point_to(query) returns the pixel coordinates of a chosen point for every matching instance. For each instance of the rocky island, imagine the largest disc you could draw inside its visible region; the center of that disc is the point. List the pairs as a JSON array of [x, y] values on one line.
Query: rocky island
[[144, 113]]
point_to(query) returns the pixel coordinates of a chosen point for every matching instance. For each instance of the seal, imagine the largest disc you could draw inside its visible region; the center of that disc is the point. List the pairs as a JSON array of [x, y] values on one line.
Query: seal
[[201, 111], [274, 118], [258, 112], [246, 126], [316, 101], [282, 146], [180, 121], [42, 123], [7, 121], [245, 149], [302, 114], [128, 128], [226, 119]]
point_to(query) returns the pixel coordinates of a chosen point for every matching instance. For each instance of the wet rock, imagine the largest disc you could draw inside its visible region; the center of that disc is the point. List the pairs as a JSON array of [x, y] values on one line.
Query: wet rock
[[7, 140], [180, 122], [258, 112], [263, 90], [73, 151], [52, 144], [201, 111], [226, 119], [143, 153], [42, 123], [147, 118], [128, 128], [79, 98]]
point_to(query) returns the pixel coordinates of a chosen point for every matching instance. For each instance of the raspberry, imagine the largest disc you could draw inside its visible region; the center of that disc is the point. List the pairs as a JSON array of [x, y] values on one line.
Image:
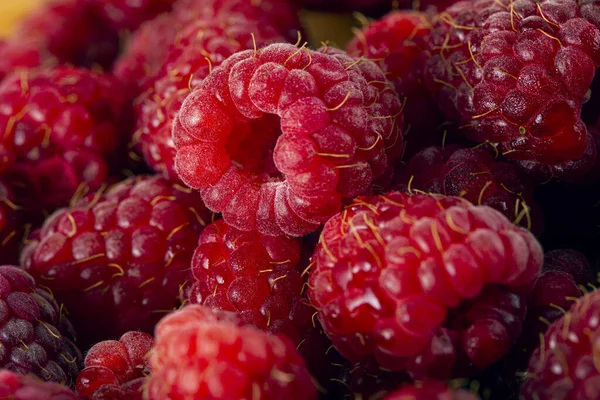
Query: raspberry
[[341, 132], [201, 46], [473, 174], [118, 259], [129, 15], [430, 390], [62, 128], [232, 362], [116, 369], [429, 283], [518, 75], [35, 338], [563, 367], [19, 387], [396, 42]]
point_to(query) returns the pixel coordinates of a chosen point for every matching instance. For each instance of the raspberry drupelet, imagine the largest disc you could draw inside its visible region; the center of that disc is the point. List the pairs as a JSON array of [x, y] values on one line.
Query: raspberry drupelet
[[518, 75], [21, 387], [473, 174], [431, 284], [116, 370], [200, 354], [35, 337], [63, 130], [200, 47], [119, 259], [329, 128], [564, 366]]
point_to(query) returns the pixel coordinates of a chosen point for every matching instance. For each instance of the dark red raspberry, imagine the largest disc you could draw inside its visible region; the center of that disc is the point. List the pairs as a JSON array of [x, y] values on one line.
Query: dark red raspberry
[[119, 259], [129, 15], [21, 387], [473, 174], [395, 42], [341, 128], [69, 31], [200, 354], [518, 75], [116, 370], [431, 284], [200, 47], [430, 390], [35, 337], [564, 366], [63, 129]]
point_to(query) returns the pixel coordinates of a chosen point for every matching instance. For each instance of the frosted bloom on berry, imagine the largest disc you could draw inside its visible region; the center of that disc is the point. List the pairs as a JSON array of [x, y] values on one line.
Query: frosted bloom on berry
[[431, 284], [276, 138]]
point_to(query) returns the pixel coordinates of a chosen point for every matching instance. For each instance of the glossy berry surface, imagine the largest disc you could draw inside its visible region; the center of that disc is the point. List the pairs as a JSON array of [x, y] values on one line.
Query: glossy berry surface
[[518, 75], [118, 260], [475, 175], [21, 387], [200, 47], [328, 128], [563, 366], [231, 363], [116, 369], [63, 132], [427, 283], [35, 336]]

Written instruction
Transcribe each entry precisely as given, leaving the pictures out.

In response
point_to(query) returns the pixel coordinates of a chosen point for every matching instance. For each instance of the rocky island, imagine the largest disc you could draw inside its visible region; the center of that disc is the point. List the pairs as a JSON array of [x, y] values on one line.
Query: rocky island
[[144, 113]]
point_to(query) returns the pixel coordinates of a chosen point for every matching instance. For each instance of the seal, imagine the largest disc you could draw inside its visible region; the center of that disc is the point. List the pairs as a JSON array of [x, y] values on one line.
Query: seal
[[201, 111], [274, 118], [258, 112], [246, 126], [316, 101], [282, 146], [180, 121], [42, 123], [7, 121], [245, 149], [302, 114], [128, 128], [226, 119]]
point_to(query) returns the pixel coordinates of a chosen point for every matching instance. For each instance of the wet rock, imagine the largest disc you could draw inside its visible region; the center of that disc is the point. List the pairs as a JSON array of [x, y] values on one line.
Query: wet rock
[[7, 140], [180, 122], [258, 112], [263, 90], [73, 151], [52, 144], [201, 111], [226, 119], [143, 153], [42, 123], [147, 118], [128, 128], [79, 98]]
point_to(query) returns the pixel coordinates of a chosen point for every matching instance. For each instance of the raspberry, imagine the largest disc you could draw inside its visible region; the center of that disc is the point. List the pairs as a JSON array of [x, y] values on one line.
Image:
Query: raspberry
[[341, 132], [201, 46], [473, 174], [118, 259], [129, 15], [430, 390], [62, 128], [232, 362], [116, 369], [429, 283], [518, 75], [35, 338], [563, 367], [19, 387], [396, 42]]
point_to(query) returns the pixel coordinates of a chosen point for every matching instance. For each instance of the raspberry drupelet, imagine the largest disc you could draw inside its visible region; the center of that disc is the point. List the pairs as a JSON array of [x, y] values on one line.
Query: raspberry drupelet
[[518, 75], [21, 387], [473, 174], [431, 284], [116, 370], [200, 354], [35, 337], [63, 130], [200, 47], [119, 259], [329, 128], [564, 366]]
point_to(query) returns the pixel coordinates of a chosen point for every matching instance. For each instance of the dark red raspberry, imagine the largest disc you could draw inside its visible region; the center of that disc is the point. List the pairs as a JSON array of [x, y] values on one line.
Query: dark red raspberry
[[119, 259], [129, 15], [21, 387], [473, 174], [395, 42], [341, 128], [69, 31], [200, 354], [518, 75], [116, 370], [431, 284], [200, 47], [430, 390], [35, 337], [564, 366], [63, 129]]
point_to(query) returns the pixel coordinates of a chosen point for every matching instance. For each instance of the frosted bloom on berry, imagine the largest disc you could draw inside its visible region; the center of that disc is the point. List the pairs as a JSON array of [x, y] values on one line.
Query: frosted bloom on berry
[[431, 284], [276, 138]]
point_to(query) returns the pixel coordinates of a chosen point for every matching instance. For each instance of the glossy berry surface, imagine the largest disc you could draw inside its visible region; the center of that disc is the point. List the pairs as a JSON array of [x, y] values on one line.
Query: glossy berry surface
[[518, 75], [118, 260], [475, 175], [21, 387], [200, 47], [328, 128], [563, 366], [231, 363], [116, 369], [63, 132], [427, 283], [35, 336]]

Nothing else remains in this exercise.